* **Exercise text**:
| Chitin and its derivatives are an excellent material with unlimited application possibilities due to their multiple properties. Currently, chitin comes from sources that present problems, such as supply shortages, seasonal availability and environmental pollution. In this sense, insects could be an option to solve these problems while producing a high-quality protein. |
Tenebrio molitor, also known as mealworm, is a species of beetle from the Tenebrionidae family. Like all beetles, it has a holometabolous development, which means that it follows a cycle of 4 different phases: egg, larva, pupa and imago or adult beetle.
In the breeding of Tenebrio, all the by-products generated in each of these phases can be used. Once the larvae have become beetles, the main by-product is the exoskeleton of the beetle itself.
Chitin extracted from these exoskeletons is a nitrogenous polysaccharide from which chitosan is obtained, a polymer that can be used in a large number of sectors due to its multiple properties.
Chitin and its derivatives have a wide range of possibilities. It can be used in the chemical and agrochemical industry as well as the textile and paper industry. Most of the studies found in the literature are directed to the health area, both for immunology and for areas of medicine, pharmacy and tissue engineering.

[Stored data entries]

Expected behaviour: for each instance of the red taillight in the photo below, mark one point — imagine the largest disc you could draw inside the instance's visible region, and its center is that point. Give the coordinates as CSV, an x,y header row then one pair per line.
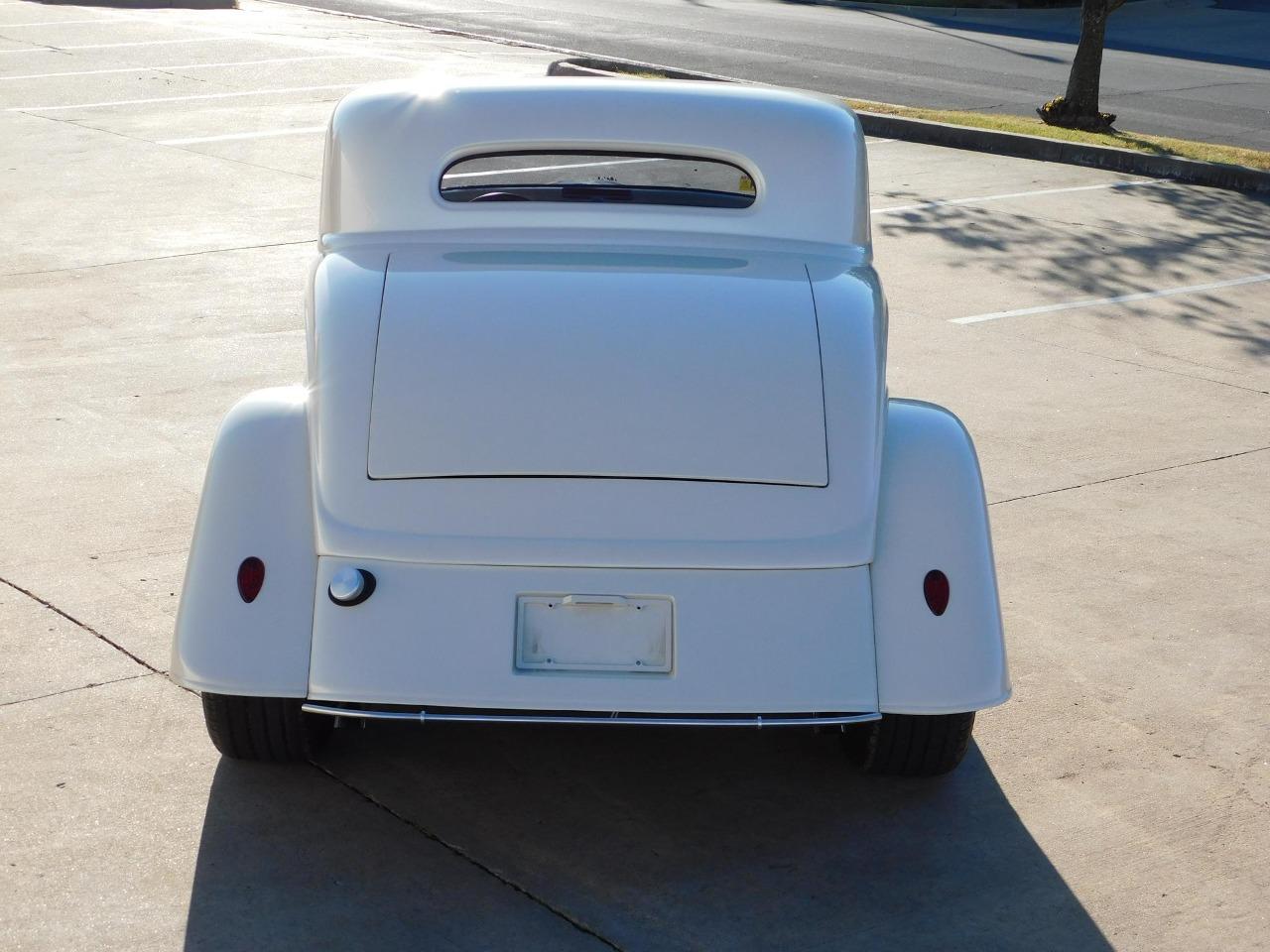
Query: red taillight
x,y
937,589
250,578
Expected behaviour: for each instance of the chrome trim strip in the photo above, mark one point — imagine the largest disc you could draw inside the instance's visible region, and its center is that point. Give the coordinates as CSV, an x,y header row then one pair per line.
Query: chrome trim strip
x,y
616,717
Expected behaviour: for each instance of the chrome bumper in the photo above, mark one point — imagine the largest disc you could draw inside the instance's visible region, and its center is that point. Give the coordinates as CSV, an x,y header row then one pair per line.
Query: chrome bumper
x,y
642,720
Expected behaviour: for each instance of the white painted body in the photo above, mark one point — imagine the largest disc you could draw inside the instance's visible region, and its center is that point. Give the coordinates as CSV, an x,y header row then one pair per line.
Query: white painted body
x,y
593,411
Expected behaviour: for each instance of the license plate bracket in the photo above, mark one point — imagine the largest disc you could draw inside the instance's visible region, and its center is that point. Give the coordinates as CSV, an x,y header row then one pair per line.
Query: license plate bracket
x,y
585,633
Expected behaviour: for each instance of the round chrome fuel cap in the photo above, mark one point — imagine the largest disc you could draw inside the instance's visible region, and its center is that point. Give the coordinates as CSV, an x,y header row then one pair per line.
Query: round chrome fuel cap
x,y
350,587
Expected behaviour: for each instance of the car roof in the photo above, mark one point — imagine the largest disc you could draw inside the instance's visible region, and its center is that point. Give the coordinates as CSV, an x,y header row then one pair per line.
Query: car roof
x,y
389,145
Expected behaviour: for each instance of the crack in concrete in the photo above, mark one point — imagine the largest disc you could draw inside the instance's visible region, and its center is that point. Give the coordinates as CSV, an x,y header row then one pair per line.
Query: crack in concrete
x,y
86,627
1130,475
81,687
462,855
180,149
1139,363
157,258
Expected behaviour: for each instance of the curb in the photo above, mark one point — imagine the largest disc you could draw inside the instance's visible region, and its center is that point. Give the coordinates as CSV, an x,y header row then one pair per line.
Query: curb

--

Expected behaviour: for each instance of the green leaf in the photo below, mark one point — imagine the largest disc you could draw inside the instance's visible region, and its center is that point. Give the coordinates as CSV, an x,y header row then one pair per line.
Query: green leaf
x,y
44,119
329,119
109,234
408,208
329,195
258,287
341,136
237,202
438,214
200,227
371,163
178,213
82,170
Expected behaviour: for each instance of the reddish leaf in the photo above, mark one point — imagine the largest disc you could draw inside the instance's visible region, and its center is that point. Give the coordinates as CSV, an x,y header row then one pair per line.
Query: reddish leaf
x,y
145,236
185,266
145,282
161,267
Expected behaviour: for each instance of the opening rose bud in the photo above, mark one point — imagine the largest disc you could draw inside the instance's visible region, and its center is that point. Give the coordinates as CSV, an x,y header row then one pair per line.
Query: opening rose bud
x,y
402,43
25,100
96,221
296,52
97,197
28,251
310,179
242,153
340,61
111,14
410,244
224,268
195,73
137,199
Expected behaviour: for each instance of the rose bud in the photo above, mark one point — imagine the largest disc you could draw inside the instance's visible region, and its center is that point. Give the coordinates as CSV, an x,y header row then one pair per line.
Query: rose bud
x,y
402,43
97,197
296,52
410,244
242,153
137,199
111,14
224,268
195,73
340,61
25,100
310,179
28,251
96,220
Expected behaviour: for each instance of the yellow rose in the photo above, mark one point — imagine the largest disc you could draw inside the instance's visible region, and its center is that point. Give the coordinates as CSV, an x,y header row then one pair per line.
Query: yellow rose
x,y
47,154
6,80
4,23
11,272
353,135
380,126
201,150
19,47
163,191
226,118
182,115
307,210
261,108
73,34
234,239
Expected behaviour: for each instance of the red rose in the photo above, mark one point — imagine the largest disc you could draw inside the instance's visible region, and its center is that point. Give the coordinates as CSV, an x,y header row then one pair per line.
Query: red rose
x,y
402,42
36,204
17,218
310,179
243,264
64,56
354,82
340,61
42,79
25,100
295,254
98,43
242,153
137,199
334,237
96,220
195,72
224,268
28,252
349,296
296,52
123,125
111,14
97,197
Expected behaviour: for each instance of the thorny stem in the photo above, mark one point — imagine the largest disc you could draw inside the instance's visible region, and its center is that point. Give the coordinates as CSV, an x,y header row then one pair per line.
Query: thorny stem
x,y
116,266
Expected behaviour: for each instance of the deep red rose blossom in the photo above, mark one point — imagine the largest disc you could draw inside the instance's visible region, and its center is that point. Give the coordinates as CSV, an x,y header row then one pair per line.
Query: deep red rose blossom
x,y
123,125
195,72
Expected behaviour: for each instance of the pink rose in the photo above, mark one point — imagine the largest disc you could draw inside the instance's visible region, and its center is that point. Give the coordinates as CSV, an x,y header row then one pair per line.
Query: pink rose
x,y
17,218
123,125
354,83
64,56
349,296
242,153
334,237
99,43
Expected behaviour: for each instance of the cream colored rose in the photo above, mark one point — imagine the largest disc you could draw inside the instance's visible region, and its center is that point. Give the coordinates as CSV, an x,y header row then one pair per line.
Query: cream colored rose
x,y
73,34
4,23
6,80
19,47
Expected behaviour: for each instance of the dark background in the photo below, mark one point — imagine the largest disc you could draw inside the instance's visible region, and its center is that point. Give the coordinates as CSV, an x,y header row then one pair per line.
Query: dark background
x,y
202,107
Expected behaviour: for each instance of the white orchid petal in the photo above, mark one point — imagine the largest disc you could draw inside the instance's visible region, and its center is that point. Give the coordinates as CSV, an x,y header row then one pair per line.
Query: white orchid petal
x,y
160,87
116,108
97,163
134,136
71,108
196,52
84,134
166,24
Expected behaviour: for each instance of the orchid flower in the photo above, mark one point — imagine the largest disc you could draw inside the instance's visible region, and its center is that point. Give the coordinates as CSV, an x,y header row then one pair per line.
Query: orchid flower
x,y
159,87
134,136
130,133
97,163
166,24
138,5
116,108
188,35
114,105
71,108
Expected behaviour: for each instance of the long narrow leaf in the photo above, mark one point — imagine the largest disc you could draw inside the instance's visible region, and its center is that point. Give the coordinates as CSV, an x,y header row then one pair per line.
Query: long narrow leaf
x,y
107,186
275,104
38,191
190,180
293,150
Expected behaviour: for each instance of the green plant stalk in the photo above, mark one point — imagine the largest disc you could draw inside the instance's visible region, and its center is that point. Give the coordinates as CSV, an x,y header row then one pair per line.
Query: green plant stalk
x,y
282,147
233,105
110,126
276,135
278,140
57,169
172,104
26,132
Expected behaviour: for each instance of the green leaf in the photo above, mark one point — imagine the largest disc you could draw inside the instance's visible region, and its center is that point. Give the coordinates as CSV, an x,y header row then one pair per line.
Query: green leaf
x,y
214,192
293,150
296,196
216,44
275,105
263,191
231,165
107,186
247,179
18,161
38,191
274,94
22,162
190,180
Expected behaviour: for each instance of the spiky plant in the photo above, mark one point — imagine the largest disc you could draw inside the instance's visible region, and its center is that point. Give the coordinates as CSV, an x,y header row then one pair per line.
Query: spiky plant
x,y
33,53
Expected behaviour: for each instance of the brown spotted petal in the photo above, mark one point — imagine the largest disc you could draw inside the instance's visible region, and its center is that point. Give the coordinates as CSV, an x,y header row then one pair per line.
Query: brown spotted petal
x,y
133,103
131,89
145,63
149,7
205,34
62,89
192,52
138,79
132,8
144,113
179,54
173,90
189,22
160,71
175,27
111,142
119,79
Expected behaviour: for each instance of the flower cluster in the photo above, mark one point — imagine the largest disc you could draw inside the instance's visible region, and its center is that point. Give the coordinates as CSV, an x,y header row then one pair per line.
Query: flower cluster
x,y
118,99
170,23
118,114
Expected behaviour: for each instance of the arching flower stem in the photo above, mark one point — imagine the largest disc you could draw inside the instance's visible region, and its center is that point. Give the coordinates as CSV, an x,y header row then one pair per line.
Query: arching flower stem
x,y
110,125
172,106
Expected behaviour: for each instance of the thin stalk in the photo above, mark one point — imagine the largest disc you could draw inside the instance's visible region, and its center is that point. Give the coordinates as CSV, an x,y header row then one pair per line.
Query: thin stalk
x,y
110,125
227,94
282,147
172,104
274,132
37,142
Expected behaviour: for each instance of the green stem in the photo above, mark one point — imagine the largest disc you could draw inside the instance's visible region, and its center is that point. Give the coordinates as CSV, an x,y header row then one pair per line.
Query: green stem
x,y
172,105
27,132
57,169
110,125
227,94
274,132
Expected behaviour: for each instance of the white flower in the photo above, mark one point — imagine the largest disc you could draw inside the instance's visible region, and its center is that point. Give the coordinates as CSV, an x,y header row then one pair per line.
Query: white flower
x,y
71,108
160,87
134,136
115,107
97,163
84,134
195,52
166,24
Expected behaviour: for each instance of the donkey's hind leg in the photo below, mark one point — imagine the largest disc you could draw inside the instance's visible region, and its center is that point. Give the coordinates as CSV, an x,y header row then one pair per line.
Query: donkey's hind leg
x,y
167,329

==

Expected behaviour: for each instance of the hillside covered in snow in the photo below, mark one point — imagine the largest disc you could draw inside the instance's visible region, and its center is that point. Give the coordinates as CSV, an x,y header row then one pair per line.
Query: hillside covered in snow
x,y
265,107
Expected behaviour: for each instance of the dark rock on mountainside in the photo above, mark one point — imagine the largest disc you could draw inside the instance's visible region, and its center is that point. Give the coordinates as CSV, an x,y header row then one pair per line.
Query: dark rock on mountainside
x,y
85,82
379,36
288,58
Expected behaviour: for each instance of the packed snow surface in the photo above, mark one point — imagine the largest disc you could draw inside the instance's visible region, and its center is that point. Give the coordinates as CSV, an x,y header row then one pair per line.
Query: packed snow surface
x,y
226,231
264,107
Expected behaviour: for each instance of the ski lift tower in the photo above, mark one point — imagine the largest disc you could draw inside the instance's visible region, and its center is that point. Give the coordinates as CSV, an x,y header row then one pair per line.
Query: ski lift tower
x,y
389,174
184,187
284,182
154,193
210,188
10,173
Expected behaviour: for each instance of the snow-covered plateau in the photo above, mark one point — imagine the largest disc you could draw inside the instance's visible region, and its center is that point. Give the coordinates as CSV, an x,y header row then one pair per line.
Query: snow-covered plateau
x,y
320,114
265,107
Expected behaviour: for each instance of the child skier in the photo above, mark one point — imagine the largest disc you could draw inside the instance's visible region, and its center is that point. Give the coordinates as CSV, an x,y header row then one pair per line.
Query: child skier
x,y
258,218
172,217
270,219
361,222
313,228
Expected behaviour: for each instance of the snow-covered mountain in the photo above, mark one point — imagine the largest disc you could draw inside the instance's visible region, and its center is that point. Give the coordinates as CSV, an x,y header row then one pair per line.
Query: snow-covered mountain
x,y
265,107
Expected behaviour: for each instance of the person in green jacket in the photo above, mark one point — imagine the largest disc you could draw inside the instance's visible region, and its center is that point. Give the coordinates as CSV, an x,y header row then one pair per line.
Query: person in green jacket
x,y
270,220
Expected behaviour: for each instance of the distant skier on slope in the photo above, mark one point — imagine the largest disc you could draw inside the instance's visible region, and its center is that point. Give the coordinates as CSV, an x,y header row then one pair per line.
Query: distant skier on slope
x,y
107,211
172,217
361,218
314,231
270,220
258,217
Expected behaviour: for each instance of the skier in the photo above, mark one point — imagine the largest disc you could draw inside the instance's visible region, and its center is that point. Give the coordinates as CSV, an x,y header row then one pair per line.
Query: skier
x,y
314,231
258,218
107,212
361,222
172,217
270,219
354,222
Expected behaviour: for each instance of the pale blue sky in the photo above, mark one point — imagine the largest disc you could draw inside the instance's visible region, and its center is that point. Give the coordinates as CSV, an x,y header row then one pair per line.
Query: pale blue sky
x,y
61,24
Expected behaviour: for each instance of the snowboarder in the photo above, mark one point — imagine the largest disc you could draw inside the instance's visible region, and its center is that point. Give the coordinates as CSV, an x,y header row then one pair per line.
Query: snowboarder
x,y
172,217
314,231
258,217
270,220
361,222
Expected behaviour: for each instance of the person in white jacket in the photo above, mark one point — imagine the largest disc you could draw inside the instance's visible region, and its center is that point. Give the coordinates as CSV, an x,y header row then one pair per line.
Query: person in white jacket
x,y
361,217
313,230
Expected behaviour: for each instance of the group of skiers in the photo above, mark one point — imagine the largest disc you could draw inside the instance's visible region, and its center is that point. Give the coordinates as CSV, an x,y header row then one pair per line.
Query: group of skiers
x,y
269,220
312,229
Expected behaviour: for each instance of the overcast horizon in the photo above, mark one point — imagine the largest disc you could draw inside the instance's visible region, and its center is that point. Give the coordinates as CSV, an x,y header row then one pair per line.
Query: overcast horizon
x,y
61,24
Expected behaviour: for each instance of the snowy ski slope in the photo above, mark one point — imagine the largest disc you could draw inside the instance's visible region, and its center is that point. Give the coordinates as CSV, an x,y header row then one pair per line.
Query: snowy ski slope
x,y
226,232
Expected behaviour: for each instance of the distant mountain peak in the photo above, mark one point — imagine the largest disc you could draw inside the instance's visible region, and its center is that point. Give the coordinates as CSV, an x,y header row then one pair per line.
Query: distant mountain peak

* **What you need to do**:
Reproduce the text on chitin from "Chitin extracted from" up to and including "its multiple properties.". The listing above stands apart from the text on chitin and is separate material.

* **Output below**:
Chitin extracted from these exoskeletons is a nitrogenous polysaccharide from which chitosan is obtained, a polymer that can be used in a large number of sectors due to its multiple properties.